▶ [Task list]
- a) Reproduce the part of the e-waste discussion starting at "Galaxy S4 has" and ending at "weather station node.".
- b) Answer these questions from the e-waste discussion:
(i) Which three sensors does the Galaxy S4 have?
(ii) Roughly what share of lead batteries get recycled?
(iii) What kind of project was leadership reportedly not excited about?
*** Document passage Section Begins ***
It's a very sad story.

> Samsung, a company without much of a public environmental message, was tossing around big ideas born at a grassroots level. This was something new. We were jazzed(...)

> Friends inside the company told us that leadership wasn’t excited about a project that didn’t have a clear product tie-in or revenue plan.

My guess: some team had a bright idea and managed to secure early associates and evangelizers before someone higher up started asking how the project actually synergizes with other company priorities. Since it obviously didn't, because it was something pro-consumer for a change, it got gutted, and the name reused to push some "value-add" IoT crapfest.

> a weather station

Galaxy S4 has a barometer, thermometer, and hygrometer. Such promise! And sad that more recent phones have ditched the latter two sensors, at least the barometer is standard now. Hopefully UV arrives soon as a sensor and air quality as well, and then soon you've got a nearly complete real weather station node.

If my memory serves well, those sensors were hilariously inaccurate. The same way generally most generic smartphone/SoC sensors are (except maybe gyro). Even as essential as a compass on recent smartphones requires constant hand waving to improve accuracy. Or try to get location in a city in airplane mode.

With dedicated sensors and an rpi, much better purpose-built stations could be built for dollars, and that may be true for mostly any other phone recycling purpose I heard lately - apart from utilising them as networked cameras, due to the good onboard processing/lens that would be harder to achieve with off the shelve parts.

> Friends inside the company told us that leadership wasn’t excited about a project that didn’t have a clear product tie-in or revenue plan.

The fix for this is probably to charge manufacturers for ewaste, so they have a financial incentive to keep devices useful.

Most plans to charge manufacturers for e-waste seem to be at the point of original sale (where money is already changing hands). In such a scenario, Samsung probably doesn't get any credit for "making the same amount of e-waste in the long run, just slightly later after the sale for a subset of the devices sold".

The way to produce less e-waste is to sell fewer units. That comes with an obvious problem for Samsung.

Switch the plan to a core charge model: Require Samsung to collect old phones for a given cost. The more of them they can keep in use, the less it costs them. We know the core charge model works: Like 98% of lead batteries get recycled.
Upvoted for an elegant solution (at least for consumers upgrading phones). I do wonder if the lead acid core charge works better than the bottle deposit because the value is more, because it's not that much extra hassle, or some other factor.

I also am not sure (and never thought about it until just now) as to where the forfeited core charge money "goes" for consumers who buy a new phone (paying the core deposit) and then don't return a core phone within the required amount of time or if they buy a brand A phone and return an old brand B phone.

But I suspect that the overall model could work pretty well with some of the details carefully thought out. (AFAIK, in the lead-acid battery case, I can't just go to a parts store and force them to buy my core for $20, but if I am buying a new battery, they are forced to take my old core instead of charging me the $20 core charge [or whatever it is nowadays].)

I feel like you could address that by whatever retailer collected the phone being both required to collect it, but then also required to send the bill to the manufacturer.
*** Document passage Section Ends ***
*** Study material Section Begins ***
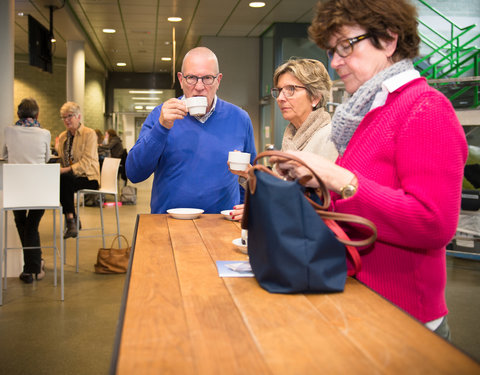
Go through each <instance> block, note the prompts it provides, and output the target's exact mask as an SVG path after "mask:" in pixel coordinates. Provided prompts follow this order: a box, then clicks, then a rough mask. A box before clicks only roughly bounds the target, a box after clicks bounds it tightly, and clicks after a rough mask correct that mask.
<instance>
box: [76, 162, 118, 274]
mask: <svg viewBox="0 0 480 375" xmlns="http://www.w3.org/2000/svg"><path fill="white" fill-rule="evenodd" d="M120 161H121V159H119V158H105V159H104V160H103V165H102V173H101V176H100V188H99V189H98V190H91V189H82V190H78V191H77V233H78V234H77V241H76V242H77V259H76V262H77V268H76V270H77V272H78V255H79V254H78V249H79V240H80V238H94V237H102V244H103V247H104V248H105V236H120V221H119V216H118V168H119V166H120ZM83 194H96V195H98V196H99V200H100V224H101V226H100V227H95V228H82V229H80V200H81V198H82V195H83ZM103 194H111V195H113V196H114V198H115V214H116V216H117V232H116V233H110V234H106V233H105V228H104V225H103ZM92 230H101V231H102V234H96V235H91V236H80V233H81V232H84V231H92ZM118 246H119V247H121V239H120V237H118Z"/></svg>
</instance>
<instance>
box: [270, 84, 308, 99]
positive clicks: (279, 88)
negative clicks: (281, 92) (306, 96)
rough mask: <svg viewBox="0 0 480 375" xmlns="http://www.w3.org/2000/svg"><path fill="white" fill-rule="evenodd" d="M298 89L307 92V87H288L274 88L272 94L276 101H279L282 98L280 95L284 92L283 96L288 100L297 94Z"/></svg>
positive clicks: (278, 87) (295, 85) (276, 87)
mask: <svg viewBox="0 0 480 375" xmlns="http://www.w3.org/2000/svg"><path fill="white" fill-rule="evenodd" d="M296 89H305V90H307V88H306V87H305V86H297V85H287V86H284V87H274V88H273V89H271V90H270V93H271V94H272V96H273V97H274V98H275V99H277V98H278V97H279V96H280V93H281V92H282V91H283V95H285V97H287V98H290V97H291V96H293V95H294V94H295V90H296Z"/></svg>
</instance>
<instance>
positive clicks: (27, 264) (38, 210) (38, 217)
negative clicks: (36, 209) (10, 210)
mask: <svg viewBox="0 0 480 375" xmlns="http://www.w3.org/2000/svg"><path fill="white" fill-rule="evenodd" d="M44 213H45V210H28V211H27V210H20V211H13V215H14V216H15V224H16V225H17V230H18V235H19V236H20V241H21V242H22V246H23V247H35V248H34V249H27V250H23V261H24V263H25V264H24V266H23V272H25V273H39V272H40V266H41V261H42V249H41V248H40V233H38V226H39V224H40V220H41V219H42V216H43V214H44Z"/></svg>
*** Study material Section Ends ***
▶ [Results in order]
- a)
Galaxy S4 has a barometer, thermometer, and hygrometer. Such promise! And sad that more recent phones have ditched the latter two sensors, at least the barometer is standard now. Hopefully UV arrives soon as a sensor and air quality as well, and then soon you've got a nearly complete real weather station node.

- b)
(i) A barometer, a thermometer, and a hygrometer.
(ii) About 98%.
(iii) A project that didn't have a clear product tie-in or revenue plan.